━━━━━ Entries

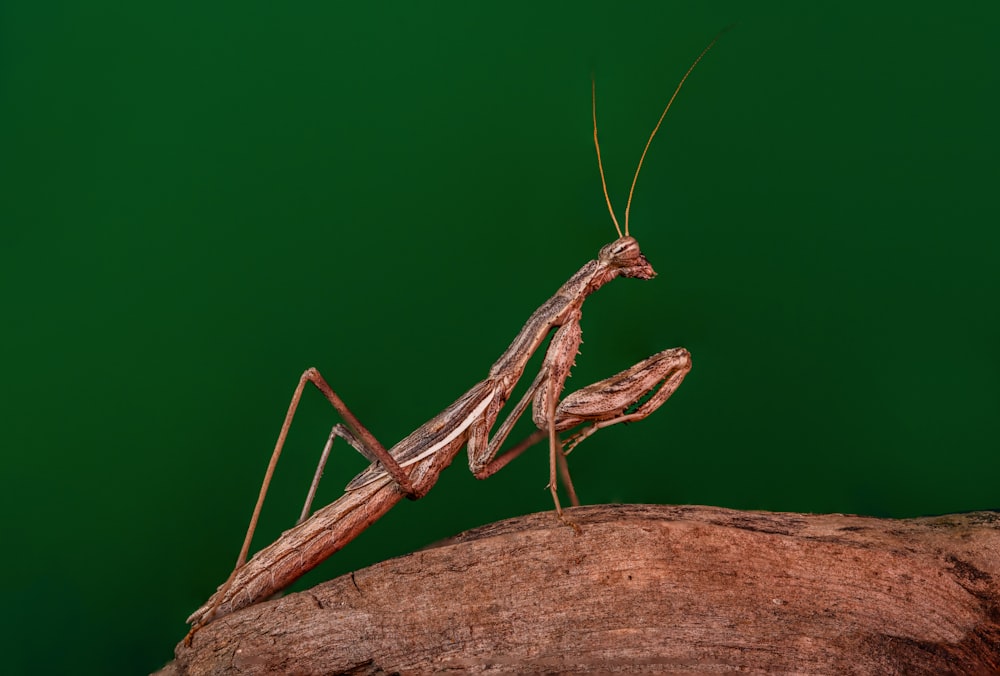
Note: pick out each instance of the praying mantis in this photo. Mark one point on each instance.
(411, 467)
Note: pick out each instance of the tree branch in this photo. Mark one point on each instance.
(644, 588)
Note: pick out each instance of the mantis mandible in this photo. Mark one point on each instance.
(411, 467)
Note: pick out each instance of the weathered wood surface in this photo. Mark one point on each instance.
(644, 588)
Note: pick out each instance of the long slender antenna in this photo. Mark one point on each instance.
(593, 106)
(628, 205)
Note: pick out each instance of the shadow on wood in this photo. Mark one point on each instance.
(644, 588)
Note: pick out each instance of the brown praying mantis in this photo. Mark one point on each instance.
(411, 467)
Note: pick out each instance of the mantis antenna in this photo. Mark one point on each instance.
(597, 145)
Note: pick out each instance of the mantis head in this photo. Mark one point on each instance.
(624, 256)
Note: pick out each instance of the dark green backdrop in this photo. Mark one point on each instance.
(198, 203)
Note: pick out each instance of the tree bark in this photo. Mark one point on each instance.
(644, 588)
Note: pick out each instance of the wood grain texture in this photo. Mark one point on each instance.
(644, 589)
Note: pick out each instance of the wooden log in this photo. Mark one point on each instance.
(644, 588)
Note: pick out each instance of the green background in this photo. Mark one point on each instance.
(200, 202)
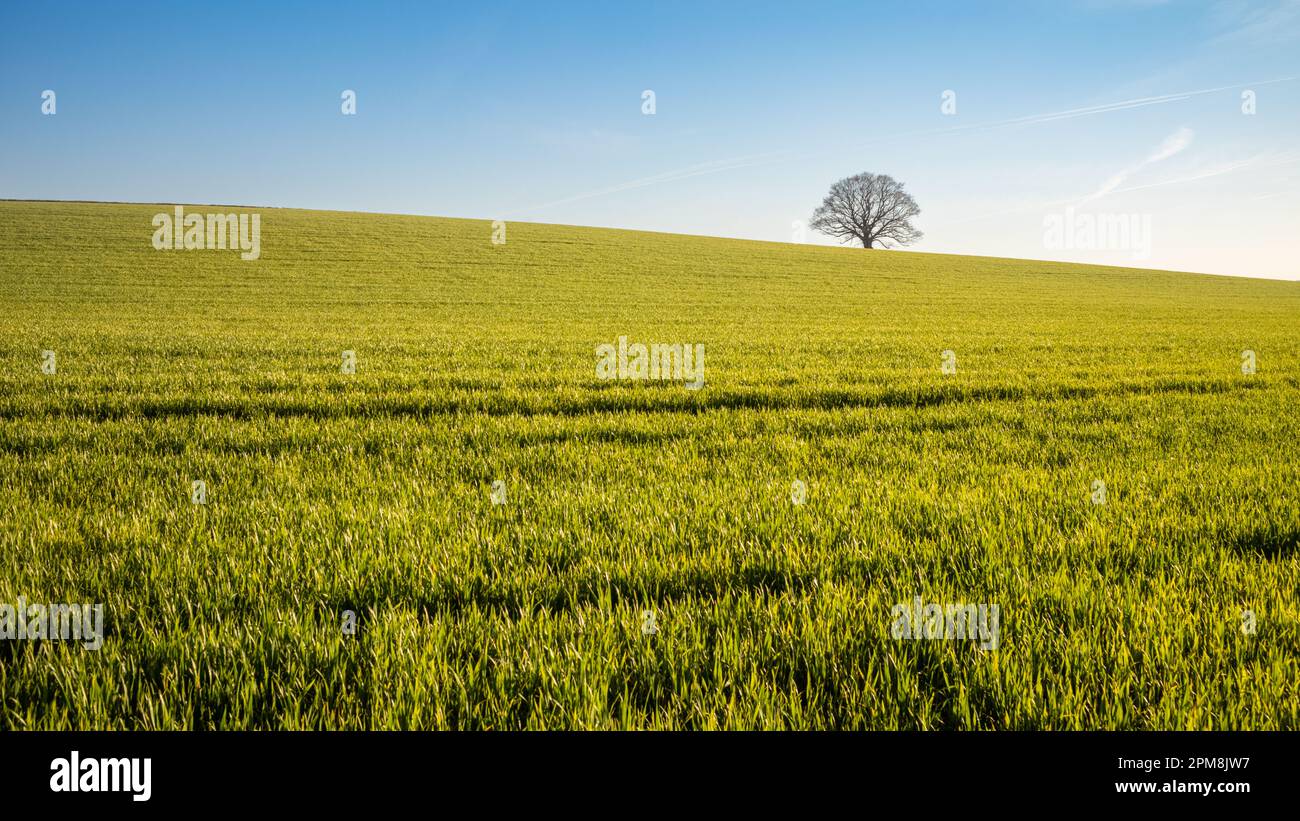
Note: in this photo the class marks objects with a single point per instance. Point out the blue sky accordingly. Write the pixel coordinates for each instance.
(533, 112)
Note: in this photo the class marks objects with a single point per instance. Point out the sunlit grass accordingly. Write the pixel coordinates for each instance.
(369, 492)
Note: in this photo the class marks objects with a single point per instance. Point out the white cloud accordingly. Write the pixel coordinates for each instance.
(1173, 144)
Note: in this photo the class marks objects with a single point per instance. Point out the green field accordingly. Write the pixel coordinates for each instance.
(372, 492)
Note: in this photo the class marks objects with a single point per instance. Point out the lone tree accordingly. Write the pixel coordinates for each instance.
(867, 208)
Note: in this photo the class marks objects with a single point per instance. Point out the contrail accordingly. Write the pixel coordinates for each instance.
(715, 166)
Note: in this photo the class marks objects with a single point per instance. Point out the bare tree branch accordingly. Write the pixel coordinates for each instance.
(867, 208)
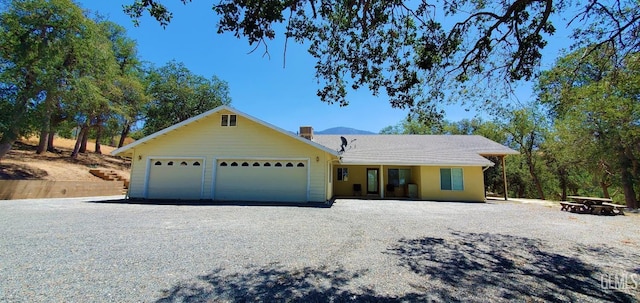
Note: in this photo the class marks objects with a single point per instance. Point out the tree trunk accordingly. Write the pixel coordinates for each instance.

━━━━━━━━━━

> Written task
Write out word for word every line from the line with "out the green" through the final line of the records, both included, skipping the pictures.

> Solution
Note: in this photo the class marks objects with a single point per instance. Point out the green field accordingly. Write the pixel coordinates for each instance.
(372, 492)
Note: in this photo the class marks objects with a single point per instance. Point out the lone tree accordingly. Write the pixel coordinates for each instance.
(867, 208)
Note: in this photo the class marks objects with a single point per instance. Point out the contrail accordingly. Write the pixel coordinates for each instance.
(715, 166)
Note: in this photo the class marks objects with a single point per instance. Point out the bare tree branch accordingly. Write the pixel coordinates for each instance.
(867, 208)
Note: in this photo the class marks objects with a single point per instance. Point out the tree trunk accordingly. Write the pixel coordinates for each instance.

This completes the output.